Source data

──────────

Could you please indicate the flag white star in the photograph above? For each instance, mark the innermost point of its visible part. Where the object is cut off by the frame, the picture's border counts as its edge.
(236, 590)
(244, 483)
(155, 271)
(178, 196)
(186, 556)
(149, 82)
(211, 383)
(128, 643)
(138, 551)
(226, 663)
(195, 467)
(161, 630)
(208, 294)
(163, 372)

──────────

DIRECTIONS: Line by line, write out the records above exactly.

ANSWER TO THE PROBLEM:
Could you please indicate the flag white star in the photograph above? For each instance, mark the innermost point of its visible part. Where the object is cut off by the frame, the picture's border counts as its edge.
(236, 590)
(244, 483)
(155, 271)
(178, 196)
(186, 556)
(149, 82)
(211, 383)
(128, 643)
(138, 551)
(226, 663)
(195, 467)
(161, 630)
(208, 294)
(163, 372)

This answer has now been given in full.